- **Task objective**: Search the listing for the word "wheel". Copy every line where it is found.

****

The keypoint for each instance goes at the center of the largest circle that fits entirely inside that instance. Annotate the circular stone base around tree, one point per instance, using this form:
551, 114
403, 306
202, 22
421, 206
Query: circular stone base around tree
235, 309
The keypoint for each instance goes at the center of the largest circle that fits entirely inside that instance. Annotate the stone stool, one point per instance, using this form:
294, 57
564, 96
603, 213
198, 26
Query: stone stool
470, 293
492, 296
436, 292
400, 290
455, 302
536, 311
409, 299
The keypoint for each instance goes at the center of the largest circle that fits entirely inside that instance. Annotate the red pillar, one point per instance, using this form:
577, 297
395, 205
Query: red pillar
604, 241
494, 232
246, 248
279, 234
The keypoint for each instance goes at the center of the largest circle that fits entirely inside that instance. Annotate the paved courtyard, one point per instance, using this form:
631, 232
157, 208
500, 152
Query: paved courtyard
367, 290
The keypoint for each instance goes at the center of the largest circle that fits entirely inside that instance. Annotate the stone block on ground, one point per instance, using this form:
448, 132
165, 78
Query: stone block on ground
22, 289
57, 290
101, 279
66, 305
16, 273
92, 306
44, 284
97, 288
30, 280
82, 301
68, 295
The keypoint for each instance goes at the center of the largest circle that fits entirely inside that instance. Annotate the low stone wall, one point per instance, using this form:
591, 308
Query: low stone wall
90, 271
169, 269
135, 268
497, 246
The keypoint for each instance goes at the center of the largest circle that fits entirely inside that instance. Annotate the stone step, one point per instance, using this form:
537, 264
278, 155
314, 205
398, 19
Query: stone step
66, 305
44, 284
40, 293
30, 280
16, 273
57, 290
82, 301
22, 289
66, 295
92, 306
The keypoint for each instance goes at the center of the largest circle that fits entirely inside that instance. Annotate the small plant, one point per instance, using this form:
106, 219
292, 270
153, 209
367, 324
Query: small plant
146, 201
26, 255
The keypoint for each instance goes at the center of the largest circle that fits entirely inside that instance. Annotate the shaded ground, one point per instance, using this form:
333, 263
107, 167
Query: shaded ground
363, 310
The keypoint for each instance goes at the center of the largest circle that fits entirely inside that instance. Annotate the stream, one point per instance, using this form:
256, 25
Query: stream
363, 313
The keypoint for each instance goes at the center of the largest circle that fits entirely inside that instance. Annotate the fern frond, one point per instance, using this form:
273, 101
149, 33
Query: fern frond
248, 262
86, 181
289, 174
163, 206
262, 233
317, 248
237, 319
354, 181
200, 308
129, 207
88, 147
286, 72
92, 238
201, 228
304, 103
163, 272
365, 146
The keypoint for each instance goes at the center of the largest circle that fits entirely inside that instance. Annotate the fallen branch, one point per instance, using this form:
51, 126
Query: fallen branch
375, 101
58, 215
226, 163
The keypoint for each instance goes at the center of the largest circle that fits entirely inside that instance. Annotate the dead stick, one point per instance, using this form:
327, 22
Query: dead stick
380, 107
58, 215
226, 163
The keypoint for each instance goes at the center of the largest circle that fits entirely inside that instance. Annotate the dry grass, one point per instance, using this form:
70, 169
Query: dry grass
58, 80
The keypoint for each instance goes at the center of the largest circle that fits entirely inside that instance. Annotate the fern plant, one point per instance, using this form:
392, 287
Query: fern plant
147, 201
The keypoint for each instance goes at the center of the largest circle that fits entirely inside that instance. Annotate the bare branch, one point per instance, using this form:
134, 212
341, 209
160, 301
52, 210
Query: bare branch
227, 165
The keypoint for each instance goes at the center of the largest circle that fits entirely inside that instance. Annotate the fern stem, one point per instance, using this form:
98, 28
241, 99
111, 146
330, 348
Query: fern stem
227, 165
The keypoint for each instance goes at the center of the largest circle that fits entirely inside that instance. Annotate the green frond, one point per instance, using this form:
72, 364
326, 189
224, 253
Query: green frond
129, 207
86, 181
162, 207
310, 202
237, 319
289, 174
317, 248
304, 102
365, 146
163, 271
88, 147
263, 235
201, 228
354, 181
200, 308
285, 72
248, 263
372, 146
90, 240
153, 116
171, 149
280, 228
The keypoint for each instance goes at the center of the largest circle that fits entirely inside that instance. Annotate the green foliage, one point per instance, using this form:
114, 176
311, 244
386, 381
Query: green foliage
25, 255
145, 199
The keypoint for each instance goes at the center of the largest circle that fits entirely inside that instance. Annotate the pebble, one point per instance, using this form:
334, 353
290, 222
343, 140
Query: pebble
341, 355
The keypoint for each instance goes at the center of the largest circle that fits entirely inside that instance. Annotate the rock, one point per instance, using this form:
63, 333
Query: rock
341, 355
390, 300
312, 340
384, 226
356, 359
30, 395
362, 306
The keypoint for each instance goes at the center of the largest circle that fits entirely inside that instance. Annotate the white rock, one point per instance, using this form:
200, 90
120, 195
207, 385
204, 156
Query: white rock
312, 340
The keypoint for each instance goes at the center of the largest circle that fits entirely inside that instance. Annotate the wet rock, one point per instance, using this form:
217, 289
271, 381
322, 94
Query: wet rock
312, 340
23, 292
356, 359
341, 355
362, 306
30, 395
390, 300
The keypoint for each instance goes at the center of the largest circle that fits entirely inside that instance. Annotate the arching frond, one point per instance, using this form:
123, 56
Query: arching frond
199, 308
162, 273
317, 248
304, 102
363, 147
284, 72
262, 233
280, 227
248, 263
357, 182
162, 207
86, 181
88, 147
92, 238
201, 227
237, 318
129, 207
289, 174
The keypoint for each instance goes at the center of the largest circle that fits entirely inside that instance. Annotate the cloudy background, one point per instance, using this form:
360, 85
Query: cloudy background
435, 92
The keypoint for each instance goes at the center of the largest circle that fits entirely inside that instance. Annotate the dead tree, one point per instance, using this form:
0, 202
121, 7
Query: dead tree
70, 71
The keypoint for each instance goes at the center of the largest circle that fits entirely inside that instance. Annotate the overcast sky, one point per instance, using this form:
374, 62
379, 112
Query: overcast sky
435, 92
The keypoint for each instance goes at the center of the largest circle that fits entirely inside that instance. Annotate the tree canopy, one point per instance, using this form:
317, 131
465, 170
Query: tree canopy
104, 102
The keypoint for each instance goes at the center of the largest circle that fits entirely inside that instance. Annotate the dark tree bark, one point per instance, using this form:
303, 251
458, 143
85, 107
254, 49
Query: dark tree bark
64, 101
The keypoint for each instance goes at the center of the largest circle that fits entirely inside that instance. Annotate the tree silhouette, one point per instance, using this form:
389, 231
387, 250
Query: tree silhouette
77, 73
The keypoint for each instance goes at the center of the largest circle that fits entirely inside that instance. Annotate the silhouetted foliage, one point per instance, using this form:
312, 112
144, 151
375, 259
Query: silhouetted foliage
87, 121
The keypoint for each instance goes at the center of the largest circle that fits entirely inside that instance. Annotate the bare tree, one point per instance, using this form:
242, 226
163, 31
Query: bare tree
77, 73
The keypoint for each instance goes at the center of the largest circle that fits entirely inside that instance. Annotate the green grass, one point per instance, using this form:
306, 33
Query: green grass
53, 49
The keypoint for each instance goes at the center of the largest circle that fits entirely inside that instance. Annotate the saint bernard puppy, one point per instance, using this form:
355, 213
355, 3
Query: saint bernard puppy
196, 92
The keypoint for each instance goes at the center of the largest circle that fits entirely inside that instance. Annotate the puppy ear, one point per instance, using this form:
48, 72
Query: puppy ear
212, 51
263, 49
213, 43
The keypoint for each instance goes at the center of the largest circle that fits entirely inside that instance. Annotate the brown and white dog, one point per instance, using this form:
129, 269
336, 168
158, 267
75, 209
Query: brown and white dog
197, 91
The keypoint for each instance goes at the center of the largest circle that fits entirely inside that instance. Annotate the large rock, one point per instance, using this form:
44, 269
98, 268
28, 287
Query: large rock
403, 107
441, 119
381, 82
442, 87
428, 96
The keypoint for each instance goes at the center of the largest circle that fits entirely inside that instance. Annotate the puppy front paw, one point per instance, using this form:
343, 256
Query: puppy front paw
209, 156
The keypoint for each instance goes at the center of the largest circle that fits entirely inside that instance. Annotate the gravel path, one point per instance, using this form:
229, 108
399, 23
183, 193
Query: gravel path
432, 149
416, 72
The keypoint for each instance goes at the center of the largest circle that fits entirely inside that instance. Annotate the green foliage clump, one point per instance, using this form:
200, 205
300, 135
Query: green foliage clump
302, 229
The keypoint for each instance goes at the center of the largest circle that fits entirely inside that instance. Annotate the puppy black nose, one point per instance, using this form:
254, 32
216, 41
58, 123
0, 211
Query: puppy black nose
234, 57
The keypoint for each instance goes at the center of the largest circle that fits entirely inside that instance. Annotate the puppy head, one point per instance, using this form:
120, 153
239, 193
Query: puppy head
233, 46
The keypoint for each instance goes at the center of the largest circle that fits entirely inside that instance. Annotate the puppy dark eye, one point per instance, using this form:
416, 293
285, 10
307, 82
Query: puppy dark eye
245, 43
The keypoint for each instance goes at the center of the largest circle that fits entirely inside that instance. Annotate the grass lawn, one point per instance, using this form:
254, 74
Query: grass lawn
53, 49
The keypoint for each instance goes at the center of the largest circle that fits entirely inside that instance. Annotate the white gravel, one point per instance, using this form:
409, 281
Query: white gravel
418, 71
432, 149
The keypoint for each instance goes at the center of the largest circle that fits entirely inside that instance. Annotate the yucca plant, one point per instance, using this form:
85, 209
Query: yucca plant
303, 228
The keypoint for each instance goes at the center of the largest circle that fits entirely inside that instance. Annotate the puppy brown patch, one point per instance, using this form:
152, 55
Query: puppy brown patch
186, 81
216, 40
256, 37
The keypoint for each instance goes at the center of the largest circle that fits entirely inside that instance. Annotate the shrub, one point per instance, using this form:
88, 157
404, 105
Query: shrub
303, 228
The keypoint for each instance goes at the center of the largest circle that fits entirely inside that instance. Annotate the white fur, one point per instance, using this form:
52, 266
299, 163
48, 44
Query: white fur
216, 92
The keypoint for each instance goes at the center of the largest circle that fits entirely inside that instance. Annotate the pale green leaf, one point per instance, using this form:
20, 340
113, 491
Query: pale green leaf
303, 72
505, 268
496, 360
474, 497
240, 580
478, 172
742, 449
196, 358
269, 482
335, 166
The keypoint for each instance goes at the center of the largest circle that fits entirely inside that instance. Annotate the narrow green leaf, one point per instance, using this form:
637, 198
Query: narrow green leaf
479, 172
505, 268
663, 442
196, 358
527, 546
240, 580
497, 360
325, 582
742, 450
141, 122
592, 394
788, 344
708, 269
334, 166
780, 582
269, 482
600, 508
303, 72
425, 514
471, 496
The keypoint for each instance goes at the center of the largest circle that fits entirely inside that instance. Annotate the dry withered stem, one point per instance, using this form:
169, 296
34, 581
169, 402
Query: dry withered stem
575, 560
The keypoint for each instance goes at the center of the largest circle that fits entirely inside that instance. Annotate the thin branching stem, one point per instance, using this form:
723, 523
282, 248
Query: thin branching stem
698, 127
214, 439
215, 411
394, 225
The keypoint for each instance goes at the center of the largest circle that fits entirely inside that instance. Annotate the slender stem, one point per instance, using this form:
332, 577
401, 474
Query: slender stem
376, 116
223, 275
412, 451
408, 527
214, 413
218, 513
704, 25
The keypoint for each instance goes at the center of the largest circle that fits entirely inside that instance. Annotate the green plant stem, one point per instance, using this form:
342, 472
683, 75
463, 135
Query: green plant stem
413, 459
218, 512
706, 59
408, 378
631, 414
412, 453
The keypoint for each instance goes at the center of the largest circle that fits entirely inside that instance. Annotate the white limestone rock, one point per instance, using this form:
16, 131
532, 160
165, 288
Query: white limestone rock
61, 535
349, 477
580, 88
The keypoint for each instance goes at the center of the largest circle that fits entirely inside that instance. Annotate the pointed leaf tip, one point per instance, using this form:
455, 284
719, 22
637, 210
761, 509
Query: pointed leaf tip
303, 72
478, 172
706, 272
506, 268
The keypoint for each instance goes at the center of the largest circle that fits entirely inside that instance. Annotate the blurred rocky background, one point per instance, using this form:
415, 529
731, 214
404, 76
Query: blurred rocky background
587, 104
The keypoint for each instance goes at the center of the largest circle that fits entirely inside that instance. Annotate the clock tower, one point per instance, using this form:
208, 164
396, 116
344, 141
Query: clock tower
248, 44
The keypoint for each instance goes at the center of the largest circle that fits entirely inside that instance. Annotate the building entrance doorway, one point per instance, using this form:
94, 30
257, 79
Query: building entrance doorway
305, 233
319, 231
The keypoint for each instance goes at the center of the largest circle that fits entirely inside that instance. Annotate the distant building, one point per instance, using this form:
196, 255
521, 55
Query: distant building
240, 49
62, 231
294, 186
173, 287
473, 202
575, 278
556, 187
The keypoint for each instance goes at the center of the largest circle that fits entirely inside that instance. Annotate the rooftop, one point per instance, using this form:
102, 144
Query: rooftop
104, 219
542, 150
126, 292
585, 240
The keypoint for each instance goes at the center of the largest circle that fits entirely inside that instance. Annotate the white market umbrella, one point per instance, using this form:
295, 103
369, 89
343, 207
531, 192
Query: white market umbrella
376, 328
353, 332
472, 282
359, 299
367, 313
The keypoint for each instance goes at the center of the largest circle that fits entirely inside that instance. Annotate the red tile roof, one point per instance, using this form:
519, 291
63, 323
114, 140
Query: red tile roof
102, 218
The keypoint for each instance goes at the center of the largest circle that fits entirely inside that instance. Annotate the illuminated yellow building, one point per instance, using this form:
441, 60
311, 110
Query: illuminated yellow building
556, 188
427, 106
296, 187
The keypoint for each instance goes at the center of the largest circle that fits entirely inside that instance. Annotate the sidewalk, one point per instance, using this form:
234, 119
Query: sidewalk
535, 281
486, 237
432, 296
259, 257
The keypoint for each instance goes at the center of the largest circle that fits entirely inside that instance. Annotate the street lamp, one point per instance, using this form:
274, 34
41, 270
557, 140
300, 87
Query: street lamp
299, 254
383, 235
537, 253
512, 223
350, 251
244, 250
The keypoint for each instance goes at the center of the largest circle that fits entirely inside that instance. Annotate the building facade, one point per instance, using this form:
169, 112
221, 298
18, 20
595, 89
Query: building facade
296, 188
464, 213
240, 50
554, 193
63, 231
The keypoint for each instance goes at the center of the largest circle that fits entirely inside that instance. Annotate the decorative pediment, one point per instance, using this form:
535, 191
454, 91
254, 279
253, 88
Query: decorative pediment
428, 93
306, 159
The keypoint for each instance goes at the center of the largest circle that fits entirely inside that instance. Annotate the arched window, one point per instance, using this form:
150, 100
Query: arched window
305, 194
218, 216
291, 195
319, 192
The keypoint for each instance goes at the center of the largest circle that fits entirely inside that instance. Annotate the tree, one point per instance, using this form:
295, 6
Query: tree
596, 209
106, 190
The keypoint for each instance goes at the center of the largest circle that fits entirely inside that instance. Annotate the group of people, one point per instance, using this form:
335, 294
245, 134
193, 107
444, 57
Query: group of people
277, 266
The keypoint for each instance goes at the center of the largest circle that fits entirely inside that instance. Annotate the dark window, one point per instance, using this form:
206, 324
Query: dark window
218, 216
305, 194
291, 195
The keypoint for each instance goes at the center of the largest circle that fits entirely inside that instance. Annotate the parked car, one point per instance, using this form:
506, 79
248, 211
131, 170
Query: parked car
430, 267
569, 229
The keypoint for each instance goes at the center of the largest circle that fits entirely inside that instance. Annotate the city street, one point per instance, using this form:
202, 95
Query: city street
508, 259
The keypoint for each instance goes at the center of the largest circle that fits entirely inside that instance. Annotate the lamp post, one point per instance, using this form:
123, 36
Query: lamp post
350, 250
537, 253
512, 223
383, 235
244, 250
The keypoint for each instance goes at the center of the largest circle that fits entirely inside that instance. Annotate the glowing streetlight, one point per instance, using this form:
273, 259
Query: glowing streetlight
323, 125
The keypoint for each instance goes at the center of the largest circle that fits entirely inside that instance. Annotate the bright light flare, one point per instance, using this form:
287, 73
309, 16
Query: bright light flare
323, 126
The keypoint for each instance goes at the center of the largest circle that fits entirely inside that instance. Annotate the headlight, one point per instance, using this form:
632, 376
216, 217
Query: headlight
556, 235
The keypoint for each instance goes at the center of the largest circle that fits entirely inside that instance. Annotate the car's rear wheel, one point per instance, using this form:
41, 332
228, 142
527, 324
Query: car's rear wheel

****

- **Task output**:
The keypoint for each instance goes at the center of the largest circle that fits entirely inside that instance. Annotate the car's rear wheel, one point per instance, using this form:
Query: car's rear wheel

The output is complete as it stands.